● **Text block**:
= = = = =

Capital requirements and regulatory hurdles often make buying another firm more attractive than attempting to build the other firm’s capabilities independently.
______________________________________________________________________________________________________
Using a combination of advanced horizontal drilling techniques and hydraulic fracturing, or “fracking” (i.e., shooting water and chemicals deep underground to blast open gas-bearing rocks), U.S. natural gas production has surged in recent years. As a result, proven gas reserves have soared such that the Federal Energy Information Administration estimates that the overall supplies of natural gas would last more than 100 years at current consumption rates. But surging supplies have pushed natural gas prices to $4 per million BTUs down from a peak of $13 in July 2008. Despite the depressed prices, energy companies around the globe have rushed to enter the business of producing shale gas. With energy prices depressed, independent players are struggling to find financing for their projects, prompting larger competitors to engage in buyouts. Exxon acquired XTO Energy in 2009, and Chesapeake Energy sold a partial stake in its shale gas reserves to Chinese companies for billions of dollars. In 2011 alone, oil and gas firms announced $172 billion worth of acquisitions in the continental United States, accounting for about two-thirds of the $261 billion spent on oil and gas acquisitions worldwide.
The increase in energy supplies has strained current pipeline capacity in the United States. Today more than 50 pipeline companies transport oil and gas through networks that do not necessarily transport the fuel where it is needed from where it is being produced. For example, pipeline construction in the Marcellus shale field in Pennsylvania has not kept pace with drilling activity there, limiting the amount of gas that can be sent to the northeast. In the Bakken field in North Dakota, producers are shipping much of their new oil production by train to west coast refineries, and excess gas is being burned off. In the meantime, new oil and gas fields are being developed in Ohio, Kansas, Oklahoma, Texas, and Colorado. According to the Interstate Natural Gas Association of America Foundation, a trade group, pipeline companies are expected to have to build 36,000 miles of large-diameter, high-pressure natural gas pipelines by 2035 to meet market demands, at a cost of $178 billion.
Responding to these developments, on October 17, 2011, Kinder Morgan (Kinder) agreed to buy the El Paso Corporation (El Paso) for $21.1 billion in cash and stock. Including the assumption of debt owed by El Paso and an affiliated business, El Paso Pipeline Partners, the takeover is valued at about $38 billion. This represents the largest energy deal since Exxon Mobil bought XTO Energy in late 2009.

= = = = =

(Stored records)
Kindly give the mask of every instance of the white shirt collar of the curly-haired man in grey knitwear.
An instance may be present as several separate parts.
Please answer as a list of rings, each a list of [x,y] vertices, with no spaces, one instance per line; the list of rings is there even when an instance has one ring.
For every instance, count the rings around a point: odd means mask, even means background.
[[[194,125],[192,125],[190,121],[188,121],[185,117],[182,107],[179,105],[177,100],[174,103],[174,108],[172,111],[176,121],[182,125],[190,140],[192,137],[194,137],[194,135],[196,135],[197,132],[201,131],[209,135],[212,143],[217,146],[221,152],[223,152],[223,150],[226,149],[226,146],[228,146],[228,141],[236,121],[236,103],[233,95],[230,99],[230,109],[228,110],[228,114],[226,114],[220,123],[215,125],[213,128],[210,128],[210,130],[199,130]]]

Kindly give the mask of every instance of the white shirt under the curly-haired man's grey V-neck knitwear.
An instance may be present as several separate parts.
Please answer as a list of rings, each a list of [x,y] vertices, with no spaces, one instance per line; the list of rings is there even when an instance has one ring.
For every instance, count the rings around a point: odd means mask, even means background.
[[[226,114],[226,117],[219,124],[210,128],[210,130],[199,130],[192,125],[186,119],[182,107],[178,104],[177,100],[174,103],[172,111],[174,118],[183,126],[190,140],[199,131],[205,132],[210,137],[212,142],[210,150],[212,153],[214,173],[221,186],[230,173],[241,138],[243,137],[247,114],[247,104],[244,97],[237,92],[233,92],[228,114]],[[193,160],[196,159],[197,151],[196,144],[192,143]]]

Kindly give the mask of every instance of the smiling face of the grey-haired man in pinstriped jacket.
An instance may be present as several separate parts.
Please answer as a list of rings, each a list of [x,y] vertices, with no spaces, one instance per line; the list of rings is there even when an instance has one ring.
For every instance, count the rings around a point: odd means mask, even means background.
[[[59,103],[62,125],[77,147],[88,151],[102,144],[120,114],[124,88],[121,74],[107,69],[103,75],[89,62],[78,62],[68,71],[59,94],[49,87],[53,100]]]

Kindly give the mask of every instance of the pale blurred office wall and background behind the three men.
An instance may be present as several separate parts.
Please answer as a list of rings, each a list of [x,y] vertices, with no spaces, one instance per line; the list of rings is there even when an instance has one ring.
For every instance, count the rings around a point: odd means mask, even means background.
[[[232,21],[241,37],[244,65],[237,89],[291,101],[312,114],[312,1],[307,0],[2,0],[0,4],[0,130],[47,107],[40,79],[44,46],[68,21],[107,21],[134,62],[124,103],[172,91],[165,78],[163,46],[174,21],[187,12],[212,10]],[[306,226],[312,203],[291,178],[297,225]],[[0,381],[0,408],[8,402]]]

= = = = =

● **Problem 1**:
Retype the passage of the shale gas text between "Responding to these" and "in late 2009.", inclusive.
● **Problem 2**:
Which states does the shale gas text name as places where new oil and gas fields are being developed? List every one.
● **Problem 3**:
Write what comes next in the text on shale gas and the Kinder Morgan deal, starting after its final sentence.

● **Response 1**:
Responding to these developments, on October 17, 2011, Kinder Morgan (Kinder) agreed to buy the El Paso Corporation (El Paso) for $21.1 billion in cash and stock. Including the assumption of debt owed by El Paso and an affiliated business, El Paso Pipeline Partners, the takeover is valued at about $38 billion. This represents the largest energy deal since Exxon Mobil bought XTO Energy in late 2009.

● **Response 2**:
Ohio, Kansas, Oklahoma, Texas, Colorado

● **Response 3**:
Kinder Morgan’s stock had been declining throughout 2011, and the firm was looking for a way to jumpstart earnings growth. The acquisition offers Kinder both the scale and the geographic disposition of pipelines necessary to support the burgeoning supply of shale gas and oil supplies. The acquisition makes Kinder the largest independent transporter of gasoline, diesel, and other petroleum products in the United States. It will also be the largest independent owner and operator of petroleum storage terminals and the largest transporter of carbon dioxide in the United States. The combined firms will operate the only oil sands pipeline to the west coast. To attempt to replicate the El Paso pipeline network would have been time consuming, required large amounts of capital, and faced huge regulatory hurdles.
Kinder will own or operate about 67,000 miles of the more than 500,000 miles of oil and gas pipelines stretching across the United States. Kinder’s pipelines in the Rocky Mountains, the Midwest, and Texas will be woven together with El Paso’s expansive network that spreads east from the Gulf Coat to New England and to the west through New Mexico, Arizona, Nevada, and California. In buying El Paso, Kinder creates a unified network of interstate pipelines. By increasing its dependence on utilities, Kinder will reduce its exposure to the more volatile industry end user market. The acquisition also offers significant cost-cutting opportunities resulting from reconfiguring existing pipeline networks.
Kinder paid 14 times El Paso’s last 12 months’ earnings before interest, taxes, depreciation, and amortization of $2.67 billion. Investors applauded the deal by boosting Kinder’s stock by 4.8% to $28.19 on the announcement date. El Paso shares climbed 25% to $24.81. For each share of El Paso, Kinder paid $14.65 in cash, .4187 of a Kinder share, and .640 of a warrant entitling the bearer to buy more Kinder shares at a predetermined price. The purchase price at closing valued the deal at $26.87 per El Paso share and constituted a 47% premium to El Paso 20-day average price prior to the announcement. Kinder’s debt will increase to $14.5 billion from $3.2 billion after the acquisition. To help pay for the deal, Kinder is seeking a buyer for El Paso’s exploration business. The combined firms will be called Kinder Morgan. Richard D. Kinder, the founder of Kinder Morgan, will be the chairman and CEO.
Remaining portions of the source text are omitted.